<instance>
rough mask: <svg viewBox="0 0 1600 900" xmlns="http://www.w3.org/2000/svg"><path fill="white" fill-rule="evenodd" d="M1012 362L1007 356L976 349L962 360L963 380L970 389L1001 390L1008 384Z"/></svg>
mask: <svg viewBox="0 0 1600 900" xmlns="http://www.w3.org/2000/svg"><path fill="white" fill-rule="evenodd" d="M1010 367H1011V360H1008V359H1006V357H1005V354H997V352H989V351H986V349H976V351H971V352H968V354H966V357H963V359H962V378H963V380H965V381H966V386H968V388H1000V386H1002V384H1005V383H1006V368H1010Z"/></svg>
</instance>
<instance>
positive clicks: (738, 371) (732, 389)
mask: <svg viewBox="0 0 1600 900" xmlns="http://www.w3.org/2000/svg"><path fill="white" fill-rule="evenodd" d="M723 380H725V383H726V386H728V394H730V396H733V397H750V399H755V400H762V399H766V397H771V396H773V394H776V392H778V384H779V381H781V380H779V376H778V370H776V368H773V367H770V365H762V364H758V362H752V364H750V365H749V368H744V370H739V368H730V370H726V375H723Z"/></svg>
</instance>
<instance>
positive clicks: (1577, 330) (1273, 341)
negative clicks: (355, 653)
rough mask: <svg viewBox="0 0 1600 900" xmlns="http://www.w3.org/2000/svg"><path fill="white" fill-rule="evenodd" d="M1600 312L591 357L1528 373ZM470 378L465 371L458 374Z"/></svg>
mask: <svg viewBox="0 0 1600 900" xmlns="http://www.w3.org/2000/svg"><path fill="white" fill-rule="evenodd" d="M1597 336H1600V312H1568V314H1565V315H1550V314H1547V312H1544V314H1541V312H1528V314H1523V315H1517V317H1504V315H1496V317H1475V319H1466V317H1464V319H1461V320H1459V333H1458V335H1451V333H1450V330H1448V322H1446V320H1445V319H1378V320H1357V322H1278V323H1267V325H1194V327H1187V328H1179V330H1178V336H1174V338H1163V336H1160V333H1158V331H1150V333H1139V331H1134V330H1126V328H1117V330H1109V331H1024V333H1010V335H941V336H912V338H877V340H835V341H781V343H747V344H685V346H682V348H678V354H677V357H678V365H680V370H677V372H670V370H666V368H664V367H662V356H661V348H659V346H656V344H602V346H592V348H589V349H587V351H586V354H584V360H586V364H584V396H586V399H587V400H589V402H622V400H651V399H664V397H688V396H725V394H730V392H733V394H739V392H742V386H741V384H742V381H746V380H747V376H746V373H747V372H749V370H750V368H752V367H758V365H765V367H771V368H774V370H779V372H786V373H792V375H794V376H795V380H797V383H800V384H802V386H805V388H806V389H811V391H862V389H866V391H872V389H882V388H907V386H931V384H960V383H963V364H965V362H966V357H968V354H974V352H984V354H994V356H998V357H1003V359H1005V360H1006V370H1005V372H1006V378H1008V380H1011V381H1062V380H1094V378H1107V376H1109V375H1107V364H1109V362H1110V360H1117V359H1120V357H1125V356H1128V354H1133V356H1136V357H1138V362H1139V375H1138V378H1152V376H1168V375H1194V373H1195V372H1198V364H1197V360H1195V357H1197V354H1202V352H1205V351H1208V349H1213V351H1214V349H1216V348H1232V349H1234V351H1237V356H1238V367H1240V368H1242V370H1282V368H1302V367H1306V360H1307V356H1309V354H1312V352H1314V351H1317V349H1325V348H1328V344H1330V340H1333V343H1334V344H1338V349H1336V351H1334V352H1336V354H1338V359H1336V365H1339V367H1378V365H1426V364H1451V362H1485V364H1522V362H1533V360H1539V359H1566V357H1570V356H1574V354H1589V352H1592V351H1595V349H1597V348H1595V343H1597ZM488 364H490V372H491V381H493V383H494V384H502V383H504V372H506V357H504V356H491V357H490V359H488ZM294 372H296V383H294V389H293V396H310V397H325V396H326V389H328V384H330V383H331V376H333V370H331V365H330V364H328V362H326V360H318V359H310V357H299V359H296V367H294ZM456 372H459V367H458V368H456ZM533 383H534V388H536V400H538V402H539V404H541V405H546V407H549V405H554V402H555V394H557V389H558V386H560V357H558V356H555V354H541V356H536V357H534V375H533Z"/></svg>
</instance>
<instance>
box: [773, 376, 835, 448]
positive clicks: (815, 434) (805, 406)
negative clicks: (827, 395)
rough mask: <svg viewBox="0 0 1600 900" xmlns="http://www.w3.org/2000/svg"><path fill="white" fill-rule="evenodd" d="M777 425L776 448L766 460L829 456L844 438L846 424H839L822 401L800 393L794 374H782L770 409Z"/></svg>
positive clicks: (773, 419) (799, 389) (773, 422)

---

Exercise description: Please convert every line of the records above into a JSON list of strings, one string per line, and leave out any blank lines.

Answer section:
[
  "<instance>",
  "rough mask: <svg viewBox=\"0 0 1600 900\" xmlns=\"http://www.w3.org/2000/svg\"><path fill=\"white\" fill-rule=\"evenodd\" d=\"M1012 362L1007 356L976 349L962 360L963 380L970 389L1001 390L1008 384Z\"/></svg>",
  "mask: <svg viewBox=\"0 0 1600 900\" xmlns=\"http://www.w3.org/2000/svg\"><path fill=\"white\" fill-rule=\"evenodd\" d=\"M1010 367H1011V360H1008V359H1006V357H1005V354H997V352H989V351H986V349H976V351H971V352H968V354H966V357H963V359H962V378H963V380H965V381H966V386H968V388H1000V386H1002V384H1005V383H1006V368H1010Z\"/></svg>",
  "</instance>",
  "<instance>",
  "positive clicks: (738, 371) (732, 389)",
  "mask: <svg viewBox=\"0 0 1600 900\" xmlns=\"http://www.w3.org/2000/svg\"><path fill=\"white\" fill-rule=\"evenodd\" d=\"M723 380H725V383H726V386H728V394H730V396H733V397H750V399H755V400H762V399H766V397H771V396H773V394H776V392H778V384H779V381H781V380H779V376H778V370H776V368H773V367H770V365H762V364H758V362H752V364H750V365H749V368H744V370H739V368H730V370H726V375H723Z\"/></svg>",
  "</instance>",
  "<instance>",
  "positive clicks: (1577, 330) (1273, 341)",
  "negative clicks: (355, 653)",
  "rough mask: <svg viewBox=\"0 0 1600 900\" xmlns=\"http://www.w3.org/2000/svg\"><path fill=\"white\" fill-rule=\"evenodd\" d=\"M1600 312L591 357L1528 373ZM470 378L465 371L458 374Z\"/></svg>",
  "mask: <svg viewBox=\"0 0 1600 900\" xmlns=\"http://www.w3.org/2000/svg\"><path fill=\"white\" fill-rule=\"evenodd\" d=\"M1597 336H1600V312H1568V314H1565V315H1550V314H1547V312H1544V314H1541V312H1528V314H1523V315H1517V317H1504V315H1496V317H1475V319H1466V317H1464V319H1461V320H1459V333H1458V335H1451V333H1450V330H1448V322H1446V320H1445V319H1378V320H1357V322H1278V323H1267V325H1194V327H1187V328H1179V330H1178V336H1174V338H1163V336H1160V333H1158V331H1150V333H1139V331H1134V330H1126V328H1117V330H1109V331H1024V333H1010V335H941V336H912V338H877V340H835V341H781V343H747V344H685V346H682V348H678V354H677V357H678V365H680V370H677V372H670V370H666V368H664V367H662V356H661V348H659V346H656V344H602V346H592V348H589V349H587V351H586V354H584V360H586V364H584V396H586V399H587V400H589V402H622V400H651V399H664V397H688V396H725V394H730V392H733V394H739V392H742V386H741V384H742V381H746V380H747V376H746V373H747V372H749V370H750V368H752V367H758V365H765V367H771V368H774V370H779V372H786V373H792V375H794V376H795V380H797V383H800V384H802V386H805V388H806V389H811V391H862V389H866V391H872V389H882V388H907V386H931V384H960V383H963V364H965V362H966V357H968V354H974V352H984V354H994V356H998V357H1003V359H1005V360H1006V370H1005V372H1006V378H1008V380H1011V381H1062V380H1094V378H1107V376H1109V375H1107V364H1109V362H1110V360H1117V359H1120V357H1125V356H1128V354H1133V356H1136V357H1138V362H1139V375H1138V378H1152V376H1168V375H1194V373H1195V372H1198V364H1197V360H1195V357H1197V354H1202V352H1205V351H1208V349H1213V351H1214V349H1216V348H1232V349H1234V351H1237V356H1238V367H1240V368H1242V370H1282V368H1302V367H1306V360H1307V356H1309V354H1312V352H1314V351H1317V349H1325V348H1328V344H1330V340H1333V343H1334V344H1338V349H1336V351H1334V352H1336V354H1338V359H1336V365H1339V367H1378V365H1426V364H1451V362H1485V364H1522V362H1533V360H1539V359H1566V357H1570V356H1574V354H1589V352H1592V351H1595V349H1597V348H1595V343H1597ZM488 364H490V372H491V381H493V383H494V384H502V383H504V372H506V357H504V356H491V357H490V359H488ZM294 372H296V383H294V389H293V396H310V397H325V396H326V389H328V384H330V383H331V376H333V370H331V365H330V364H328V362H326V360H318V359H310V357H299V359H296V367H294ZM456 372H459V367H458V368H456ZM533 383H534V388H536V400H538V402H539V404H541V405H546V407H549V405H554V402H555V394H557V389H558V386H560V357H558V356H555V354H541V356H536V357H534V375H533Z\"/></svg>",
  "</instance>",
  "<instance>",
  "box: [773, 376, 835, 448]",
  "positive clicks: (815, 434) (805, 406)",
  "negative clicks: (827, 395)",
  "rough mask: <svg viewBox=\"0 0 1600 900\" xmlns=\"http://www.w3.org/2000/svg\"><path fill=\"white\" fill-rule=\"evenodd\" d=\"M777 425L776 448L766 460L829 456L844 438L846 424H839L822 401L800 393L794 374H782L770 409Z\"/></svg>",
  "positive clicks: (773, 419) (799, 389) (773, 422)"
]